TEXT:
= Beginning of Section =

At 108, Lucy Coffey has one final wish, and she's going to get it, even though plans for her flight to Washington, D.C., had to be changed.
The nation's oldest woman veteran will fly from San Antonio to Washington on an American Airlines flight Friday, tour the nation's monuments the next day and then go to the White House.
No one knows for sure, but it is possible that Coffey, a longtime San Antonian who holds two Bronze Stars for her service in the Women's Army Auxiliary Corps, will meet President Barack Obama.
"I think everybody was determined to make this happen for her, so we're really excited for her," said Bexar County Veterans Service Officer Queta Marquez.
Coffey's journey to the nation's capital has come in fits and starts, and at one time didn't look like it would happen at all. That it is moving forward is a credit to a small group of people who wouldn't give up, and American Airlines, which is providing two free first-class, round-trip tickets.
Those close to Coffey say they worried for her health. Frail and still recovering from a stroke, she's on oxygen and tires easily. She has good days and bad ones. Some doubted that Coffey had the stamina to make the trip aboard a commercial airline.
A flight out of Austin was scratched because it involved driving time from San Antonio.
An Austin company, Charlie Bravo Aviation, offered to set up a charter flight out of San Antonio but later backed out. Founder and CEO René Banglesdorf said the firm, which sells aircraft, had concerns about Federal Aviation Administration rules.
"There were some legal implications that we had not realized before we scheduled the flight, and once we started talking about it more deeply with the people who would be volunteering to pay for part of the flight, we realized that we could all be violating FAA regulations," she said.
The cost of doing other charter flights was exorbitant.
Still, those setbacks didn't faze Marquez, a retired Marine Corps captain, and a fellow Marine.

= End of Section =

RECORDS PROVIDED:

= Beginning of Section =

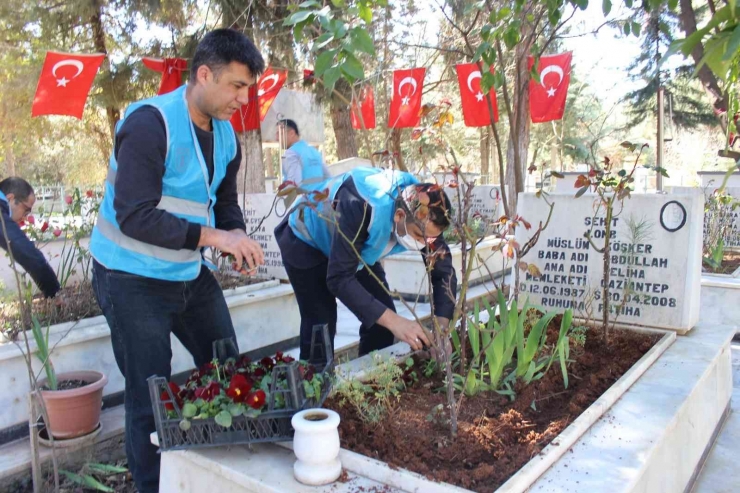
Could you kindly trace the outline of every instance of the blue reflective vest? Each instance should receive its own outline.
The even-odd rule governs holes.
[[[321,153],[315,148],[305,141],[299,140],[290,146],[290,150],[301,158],[301,185],[310,185],[328,178],[324,176],[324,160]],[[283,174],[283,181],[286,180],[287,177]]]
[[[130,105],[116,125],[116,134],[136,109],[145,105],[157,108],[162,114],[167,133],[162,198],[157,209],[166,210],[190,222],[213,226],[216,191],[226,175],[226,168],[236,156],[236,137],[231,123],[212,120],[214,169],[209,185],[208,168],[185,100],[186,87]],[[95,260],[108,269],[166,281],[189,281],[198,277],[202,261],[199,250],[162,248],[135,240],[121,232],[113,208],[117,170],[114,150],[108,167],[105,196],[90,240],[90,252]]]
[[[368,239],[360,256],[367,265],[373,265],[383,256],[393,235],[396,198],[403,188],[418,183],[410,173],[360,167],[330,178],[316,185],[318,190],[329,190],[328,199],[317,202],[311,196],[301,196],[293,206],[288,224],[293,234],[328,257],[337,220],[334,215],[334,199],[339,187],[350,177],[354,180],[357,192],[372,207]],[[307,202],[311,207],[301,206]],[[386,256],[403,251],[406,249],[396,244]],[[358,268],[363,266],[359,260],[358,264]]]

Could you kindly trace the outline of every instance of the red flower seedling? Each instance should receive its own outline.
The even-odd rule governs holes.
[[[265,401],[267,400],[267,394],[265,394],[265,391],[262,389],[259,389],[255,392],[250,392],[247,396],[246,404],[251,407],[252,409],[262,409],[262,406],[265,405]]]
[[[234,375],[229,383],[229,388],[226,390],[226,395],[236,403],[244,402],[249,396],[249,391],[252,390],[252,382],[247,377],[241,374]]]
[[[275,367],[275,362],[269,356],[265,356],[260,360],[260,365],[262,365],[265,370],[269,371]]]
[[[170,392],[172,392],[172,395],[175,396],[175,402],[177,402],[178,407],[182,407],[182,399],[180,399],[180,387],[175,382],[167,382],[167,386],[170,388]],[[166,390],[162,391],[162,394],[159,396],[159,400],[161,401],[169,401],[170,396],[167,394]],[[172,404],[172,401],[165,402],[164,408],[167,411],[174,411],[175,406]]]

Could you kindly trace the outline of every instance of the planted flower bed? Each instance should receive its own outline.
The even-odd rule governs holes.
[[[555,350],[562,338],[561,328],[561,316],[549,321],[546,342],[533,360],[536,366],[540,364],[537,362],[551,358],[548,353]],[[531,330],[525,329],[525,334],[531,334]],[[473,491],[495,491],[578,418],[661,337],[612,331],[607,345],[602,334],[594,329],[571,329],[567,333],[569,355],[564,358],[567,372],[556,361],[540,378],[530,376],[532,380],[527,385],[526,376],[511,376],[517,373],[518,362],[514,358],[504,371],[509,376],[503,377],[511,382],[510,388],[466,393],[454,438],[445,412],[444,375],[433,363],[417,358],[407,359],[395,370],[389,369],[387,362],[377,362],[364,372],[362,382],[349,380],[344,388],[340,384],[325,407],[341,415],[340,437],[345,449],[433,481]],[[468,348],[467,354],[473,353]],[[465,380],[456,379],[462,389]],[[485,375],[483,381],[488,381]],[[359,404],[360,394],[366,396],[367,403]],[[373,395],[389,396],[386,405]],[[374,415],[377,410],[384,410],[385,414],[378,418]]]

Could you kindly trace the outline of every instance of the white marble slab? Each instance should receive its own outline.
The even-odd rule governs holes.
[[[545,309],[573,308],[576,317],[600,319],[603,257],[584,234],[590,231],[596,245],[603,246],[603,207],[598,208],[595,195],[551,194],[549,199],[555,204],[551,223],[522,259],[535,264],[542,276],[523,274],[520,292]],[[519,213],[533,225],[530,230],[517,228],[520,245],[535,234],[548,212],[544,200],[520,194]],[[681,195],[635,194],[616,212],[611,231],[610,320],[690,330],[699,319],[703,196],[698,190]],[[631,222],[645,225],[642,238],[630,234]],[[623,299],[628,302],[621,307]]]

= End of Section =

APPLY WHAT YOU READ:
A. According to the article about Lucy Coffey, what is American Airlines providing for her trip?
B. Write out the article about Lucy Coffey from "No one knows" up to and including "a commercial airline.", substituting "strength" for "stamina".
C. Carry the article about Lucy Coffey forward from the point where it stops.
The listing comes from a source other than the article about Lucy Coffey.

ANSWERS FOR EACH ITEM:
A. Two free first-class, round-trip tickets.

B.
No one knows for sure, but it is possible that Coffey, a longtime San Antonian who holds two Bronze Stars for her service in the Women's Army Auxiliary Corps, will meet President Barack Obama.
"I think everybody was determined to make this happen for her, so we're really excited for her," said Bexar County Veterans Service Officer Queta Marquez.
Coffey's journey to the nation's capital has come in fits and starts, and at one time didn't look like it would happen at all. That it is moving forward is a credit to a small group of people who wouldn't give up, and American Airlines, which is providing two free first-class, round-trip tickets.
Those close to Coffey say they worried for her health. Frail and still recovering from a stroke, she's on oxygen and tires easily. She has good days and bad ones. Some doubted that Coffey had the strength to make the trip aboard a commercial airline.

C.
"When it comes to honoring these World War II veterans, I get kind of relentless," said retired Marine Gunnery Sgt. Allen Bergeron, 53, veterans' officer for the city of Austin. "I'm a retired Marine, and they say our nicknames are devil dogs, and the devil dog is a nickname the Germans gave us in World War II, and when we get something in our teeth, we don't let go."
Bergeron, who is also chairman of Honor Flight Austin, and Marquez, a representative of Honor Flight San Antonio de Valero, worked the phones.
Things went back and forth, but a Texas General Land Office veterans' liaison official contacted Americans Airlines, and a deal was reached.
Final medical approval is pending, but if that goes through as expected, Coffey's Lone Eagle Honor Flight will include a visit to the Women's Memorial at Arlington National Cemetery. It marks the contributions of 2.5 million women who served in the WAAC during World War II and was on her "bucket list."
For Marquez, a veteran of Afghanistan, it would be a happy ending for Coffey, whom she credited with opening doors for millions of women who have served in uniform.
"What matters is honoring her, just like we want to honor all of our veterans, but she's definitely a special case," Marquez said.